◆ **Exercise instructions**:
Exact duplicates of all entries are needed.

◆ **Exercise materials**:
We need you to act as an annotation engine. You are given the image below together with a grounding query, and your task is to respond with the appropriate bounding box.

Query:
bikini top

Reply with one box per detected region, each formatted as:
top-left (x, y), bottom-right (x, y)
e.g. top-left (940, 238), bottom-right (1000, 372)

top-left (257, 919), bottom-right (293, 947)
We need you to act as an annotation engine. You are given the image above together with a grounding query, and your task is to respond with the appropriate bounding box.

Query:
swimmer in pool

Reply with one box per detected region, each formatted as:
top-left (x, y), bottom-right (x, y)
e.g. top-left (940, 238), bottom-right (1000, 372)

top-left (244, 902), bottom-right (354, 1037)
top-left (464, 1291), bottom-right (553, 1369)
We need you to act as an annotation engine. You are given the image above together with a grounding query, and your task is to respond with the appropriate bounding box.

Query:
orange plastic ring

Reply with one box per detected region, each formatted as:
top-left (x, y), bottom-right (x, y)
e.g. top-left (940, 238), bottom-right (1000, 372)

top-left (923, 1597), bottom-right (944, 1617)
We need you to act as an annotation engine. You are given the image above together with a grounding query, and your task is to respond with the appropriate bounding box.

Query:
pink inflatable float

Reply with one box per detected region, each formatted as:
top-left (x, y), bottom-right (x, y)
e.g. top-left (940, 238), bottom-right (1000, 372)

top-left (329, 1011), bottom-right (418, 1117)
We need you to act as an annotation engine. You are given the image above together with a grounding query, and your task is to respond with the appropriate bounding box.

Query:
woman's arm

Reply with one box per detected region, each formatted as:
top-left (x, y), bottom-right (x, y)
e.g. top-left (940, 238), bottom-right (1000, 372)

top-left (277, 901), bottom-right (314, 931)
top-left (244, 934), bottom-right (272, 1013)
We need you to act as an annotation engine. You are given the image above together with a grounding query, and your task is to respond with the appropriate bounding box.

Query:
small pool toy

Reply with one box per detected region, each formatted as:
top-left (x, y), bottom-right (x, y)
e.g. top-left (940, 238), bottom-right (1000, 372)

◆ **Exercise result**:
We need you to act as an annotation engine. You are given the image below together with a grounding query, and your task is to respond with the appropriate bounding box.

Query:
bikini top

Reply with one box per detected region, each formatted as:
top-left (x, y), bottom-right (x, y)
e.g. top-left (940, 238), bottom-right (1000, 372)

top-left (257, 919), bottom-right (293, 947)
We need you to act as an annotation engine. You are given the image above together with a grounding query, and your task is to respond with the appropriate bounding box.

Query:
swimmer in pool

Reply with one box per detected region, each formatted as:
top-left (x, y), bottom-right (x, y)
e.g. top-left (940, 238), bottom-right (1000, 372)

top-left (244, 902), bottom-right (354, 1037)
top-left (464, 1291), bottom-right (553, 1369)
We need you to act as an annotation engine. You are given the image above together with a grounding query, and your task is to respond with the appropriate bounding box.

Query:
orange plastic ring

Reply with one box per detected region, each formatted as:
top-left (x, y), bottom-right (x, y)
e.g. top-left (940, 238), bottom-right (1000, 372)

top-left (923, 1597), bottom-right (944, 1617)
We need you to act as an annotation engine. You are given the image above together with a grounding query, and your task is to respond with the appropriate bounding box.

Query:
pink inflatable float

Reply with one box per detected region, each formatted as:
top-left (x, y), bottom-right (x, y)
e.g. top-left (940, 238), bottom-right (1000, 372)

top-left (329, 1011), bottom-right (418, 1117)
We need you to act as an annotation engine. You are given the image above together with a grounding query, and your task is to respond with the appropriate bounding box.

Query:
woman's arm

Reply with one box per detected region, each formatted as:
top-left (x, y), bottom-right (x, y)
e.g. top-left (940, 238), bottom-right (1000, 372)

top-left (277, 901), bottom-right (314, 931)
top-left (244, 934), bottom-right (272, 1013)
We need you to act as an annotation engine. You are given the image above together with a grounding query, and your task is to respond with the appropriate bounding box.

Query:
small pool toy

Reply with one box per detected region, each formatted as:
top-left (x, y), bottom-right (x, y)
e.g. top-left (940, 238), bottom-right (1000, 372)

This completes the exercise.